(GEZEIGTER TEXT)
------------------------------------------------------------

Handelt es sich um einen schwereren Fall, nimmt Geier die Puppen zur Behandlung mit nach Hause in seine Werkstatt. Eine Feuchter Puppe braucht beispielsweise einen komplett neuen Stoffkörper, für dessen Anfertigung Geier eine Spezialnähmaschine benötigt. Bei seinem bisher schwersten Fall musste der bekannte Puppendoktor eine halb verbrannte Puppe, die ihre Besitzer gerade noch so aus einem brennenden Haus retten konnten, komplett neu aufbauen, wofür er eine ganze Woche gebraucht hat. Doch die Mühe war es wert: Die Puppe trug – nach erfolgreicher OP – keine bleibenden Schäden davon.

Nachfolger gesucht

Geier ist bereits seit 56 Jahren Puppendoktor und reist mit seiner Puppenambulanz durchs ganze Land. Zuerst machte er in Erlangen eine Lehre zum Schneider, dann lernte er einen Puppendoktor aus Oberhausen kennen, bei welchem er dann ein Praktikum machte. Anfangs war er noch misstrauisch.

Doch dann verwandelte sich das Praktikum in eine Berufung, und jetzt will er gar nicht mehr aufhören – muss es jedoch bald aus gesundheitlichen Gründen. "Ich mach das mit Leidenschaft und Liebe, sonst würde ich das ja nicht mehr machen. Ich mein, wer arbeitet denn noch mit 77?" Bis Weihnachten hat er noch Termine, danach muss er jedoch schauen, ob er noch weiterarbeiten kann. Deshalb sucht er schon länger einen Nachfolger, der sein seltenes Handwerk fortführt.

Dem Puppendoktor liegt nicht nur das Wohl der Plastik-Kinder am Herzen, auch für echte Kinder setzt er sich ein. In den vergangenen zehn Jahren habe Geier über 100.000 Euro aus dem Erlös seiner Tätigkeit an verschiedene wohltätige Organisationen wie Ein Herz für Kinder gespendet. "Meine Frau sagt immer, ich hab ein Helfersyndrom", erklärt er lachend. Außerdem war er über 100-mal in Kroatien, um humanitäre Hilfe für Kinder zu leisten. Dafür ist er in Zagreb bereits mehrmals ausgezeichnet worden.

100 Jahre alte Puppe

Das Ehepaar Pölzl bringt sein 100 Jahre altes Sorgenkind: Jeanettes Arme liegen abgetrennt neben ihrem Körper, ein Bein ist zu kurz. "Das ist ein uraltes Ding, die hab ich von meiner Mutter vererbt bekommen", erzählt Frau Pölzl. Geier gibt ihr einen Abholschein und sagt, dass Jeanette am Nachmittag wieder mit nach Hause genommen werden kann. Sehr zu Freuden von Frau Pölzl, da sie der Post nicht traut. Es sei ja schließlich ihre Jeanette, um die es da geht.

------------------------------------------------------------

(GEZEIGTE DATEN)
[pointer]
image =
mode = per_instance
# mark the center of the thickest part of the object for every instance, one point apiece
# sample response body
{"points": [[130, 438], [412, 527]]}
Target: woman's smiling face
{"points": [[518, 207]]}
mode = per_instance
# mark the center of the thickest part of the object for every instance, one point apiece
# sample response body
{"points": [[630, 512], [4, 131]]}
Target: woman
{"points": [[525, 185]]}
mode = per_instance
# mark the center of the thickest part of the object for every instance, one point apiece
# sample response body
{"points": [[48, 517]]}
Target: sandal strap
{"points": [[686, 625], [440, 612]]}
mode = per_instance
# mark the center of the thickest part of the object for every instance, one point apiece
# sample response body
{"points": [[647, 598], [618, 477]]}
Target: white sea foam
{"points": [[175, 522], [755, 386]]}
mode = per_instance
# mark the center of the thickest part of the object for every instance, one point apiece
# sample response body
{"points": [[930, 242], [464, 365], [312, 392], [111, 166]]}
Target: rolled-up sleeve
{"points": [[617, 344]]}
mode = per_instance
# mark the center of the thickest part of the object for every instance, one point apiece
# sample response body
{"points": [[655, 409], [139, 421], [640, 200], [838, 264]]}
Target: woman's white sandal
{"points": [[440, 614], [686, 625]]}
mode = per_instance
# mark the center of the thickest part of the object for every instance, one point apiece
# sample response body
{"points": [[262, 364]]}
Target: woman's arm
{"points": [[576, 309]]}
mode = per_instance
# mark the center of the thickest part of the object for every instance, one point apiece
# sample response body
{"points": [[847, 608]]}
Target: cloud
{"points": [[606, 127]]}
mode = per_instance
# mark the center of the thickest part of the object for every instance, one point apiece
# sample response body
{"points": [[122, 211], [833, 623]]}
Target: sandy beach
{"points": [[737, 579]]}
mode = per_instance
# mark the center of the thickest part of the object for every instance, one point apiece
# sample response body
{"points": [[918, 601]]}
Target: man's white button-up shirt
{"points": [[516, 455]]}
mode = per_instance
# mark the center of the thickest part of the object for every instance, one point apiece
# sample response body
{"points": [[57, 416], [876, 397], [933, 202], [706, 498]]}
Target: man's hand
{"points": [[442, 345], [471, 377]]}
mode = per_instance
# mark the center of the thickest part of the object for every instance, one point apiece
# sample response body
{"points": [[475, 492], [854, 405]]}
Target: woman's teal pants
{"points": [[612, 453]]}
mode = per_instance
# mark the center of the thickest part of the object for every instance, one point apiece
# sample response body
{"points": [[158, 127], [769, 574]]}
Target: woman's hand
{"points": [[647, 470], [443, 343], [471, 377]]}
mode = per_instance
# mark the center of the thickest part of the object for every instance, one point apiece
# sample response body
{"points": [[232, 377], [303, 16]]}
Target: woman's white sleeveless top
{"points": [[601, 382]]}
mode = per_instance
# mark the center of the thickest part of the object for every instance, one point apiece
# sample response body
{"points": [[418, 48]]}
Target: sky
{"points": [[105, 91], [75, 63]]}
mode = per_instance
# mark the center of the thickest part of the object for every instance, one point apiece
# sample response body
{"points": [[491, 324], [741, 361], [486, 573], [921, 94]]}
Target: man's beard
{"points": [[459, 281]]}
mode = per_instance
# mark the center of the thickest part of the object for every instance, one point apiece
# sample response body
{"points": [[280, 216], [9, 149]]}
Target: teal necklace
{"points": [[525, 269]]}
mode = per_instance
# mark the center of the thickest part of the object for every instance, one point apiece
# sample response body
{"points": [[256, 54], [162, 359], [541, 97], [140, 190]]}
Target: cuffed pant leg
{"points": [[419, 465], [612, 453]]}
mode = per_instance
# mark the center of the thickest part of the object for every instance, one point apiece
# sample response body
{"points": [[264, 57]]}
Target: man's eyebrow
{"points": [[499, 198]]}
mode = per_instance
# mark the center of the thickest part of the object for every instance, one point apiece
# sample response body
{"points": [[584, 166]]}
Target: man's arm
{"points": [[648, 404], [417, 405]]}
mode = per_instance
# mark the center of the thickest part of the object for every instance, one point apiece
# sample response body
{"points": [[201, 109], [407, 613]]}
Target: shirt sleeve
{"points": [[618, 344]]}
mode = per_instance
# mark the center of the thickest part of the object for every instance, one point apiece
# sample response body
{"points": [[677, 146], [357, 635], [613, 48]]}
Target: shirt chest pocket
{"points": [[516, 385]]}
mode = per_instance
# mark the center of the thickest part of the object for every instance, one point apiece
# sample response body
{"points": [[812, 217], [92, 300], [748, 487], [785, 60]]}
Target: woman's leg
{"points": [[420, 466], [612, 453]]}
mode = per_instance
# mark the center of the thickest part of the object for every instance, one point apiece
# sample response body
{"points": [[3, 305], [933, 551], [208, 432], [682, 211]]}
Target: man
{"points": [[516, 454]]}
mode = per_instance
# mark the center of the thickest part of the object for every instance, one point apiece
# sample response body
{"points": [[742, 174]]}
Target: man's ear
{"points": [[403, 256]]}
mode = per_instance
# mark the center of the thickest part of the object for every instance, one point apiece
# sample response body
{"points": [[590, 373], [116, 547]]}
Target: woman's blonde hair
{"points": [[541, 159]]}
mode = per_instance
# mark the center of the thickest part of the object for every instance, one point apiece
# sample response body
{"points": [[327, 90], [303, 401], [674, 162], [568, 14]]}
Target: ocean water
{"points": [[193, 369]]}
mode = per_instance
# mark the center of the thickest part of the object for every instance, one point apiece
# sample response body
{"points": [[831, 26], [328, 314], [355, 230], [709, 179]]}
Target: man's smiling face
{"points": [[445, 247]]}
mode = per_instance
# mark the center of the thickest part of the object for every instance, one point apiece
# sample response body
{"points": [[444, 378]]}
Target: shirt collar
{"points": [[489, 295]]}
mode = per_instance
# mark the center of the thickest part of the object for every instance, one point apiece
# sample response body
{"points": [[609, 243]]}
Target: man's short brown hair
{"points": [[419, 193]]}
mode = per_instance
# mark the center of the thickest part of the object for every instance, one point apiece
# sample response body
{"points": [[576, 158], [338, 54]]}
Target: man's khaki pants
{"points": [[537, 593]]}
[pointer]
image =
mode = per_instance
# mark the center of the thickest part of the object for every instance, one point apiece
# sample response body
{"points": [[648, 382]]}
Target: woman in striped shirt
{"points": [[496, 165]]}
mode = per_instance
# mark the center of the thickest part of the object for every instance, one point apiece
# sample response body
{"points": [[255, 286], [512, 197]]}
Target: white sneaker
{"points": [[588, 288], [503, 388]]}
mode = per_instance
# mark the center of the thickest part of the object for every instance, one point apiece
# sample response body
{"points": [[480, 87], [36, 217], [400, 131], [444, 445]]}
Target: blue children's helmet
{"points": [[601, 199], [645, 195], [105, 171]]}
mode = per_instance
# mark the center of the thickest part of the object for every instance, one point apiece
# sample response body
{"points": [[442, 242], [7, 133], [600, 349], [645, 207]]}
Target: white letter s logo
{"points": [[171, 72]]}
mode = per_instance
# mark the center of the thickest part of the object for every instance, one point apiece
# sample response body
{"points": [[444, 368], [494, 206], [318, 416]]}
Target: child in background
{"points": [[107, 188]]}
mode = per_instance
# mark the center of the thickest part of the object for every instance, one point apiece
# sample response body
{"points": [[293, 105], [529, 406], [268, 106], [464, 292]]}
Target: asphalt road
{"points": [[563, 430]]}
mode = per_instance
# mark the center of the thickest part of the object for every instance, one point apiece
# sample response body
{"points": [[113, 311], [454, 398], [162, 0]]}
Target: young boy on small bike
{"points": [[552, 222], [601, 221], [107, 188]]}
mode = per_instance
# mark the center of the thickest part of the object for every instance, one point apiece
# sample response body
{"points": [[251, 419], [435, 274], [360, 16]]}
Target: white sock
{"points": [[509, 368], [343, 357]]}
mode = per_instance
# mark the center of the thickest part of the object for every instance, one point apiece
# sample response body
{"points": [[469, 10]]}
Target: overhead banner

------------------------------------------------------------

(ZIEL DER AUFGABE)
Führen Sie den Text über den Puppendoktor nach seinem letzten Satz fort.

(ERWARTETE AUSGABE)
Auch andere wertvolle Schätze werden dem Puppendoktor auf den Tisch gelegt. So bekam er an dem Vormittag gleich zwei Puppen aus der 1886 entstandenen Puppenmanufaktur Kämmer und Reinhardt. Frau Friedrich erinnert sich: "Meine Großeltern hatten einen großen Pachthof. Während dem Krieg und auch danach sind die Leute gekommen und haben Ware gegen Lebensmittel eingetauscht. Seitdem ist die Puppe in Familienbesitz." Die Lederpuppen haben K&R und einen Davidstern als Logo im Nacken und gelten als wahre Raritäten.

Geier erkennt bei seinen Behandlungen auf den ersten Blick, was für eine Puppe er vor sich hat, woher sie kommt und wann sie hergestellt wurde. Als Frau Weiß ihm ihre Puppe auf den Tisch legt, sagt dieser ohne zu zögern: "Die Inge is‘ des, 70 Jahre alt, eine Schildkröt-Puppe." In diesen erfahrenen Händen lassen Puppenliebhaber ihre Schätze gerne behandeln. Frau Meiler vertraut dem Doktor gleich drei Puppen an, eine für jede ihrer Töchter.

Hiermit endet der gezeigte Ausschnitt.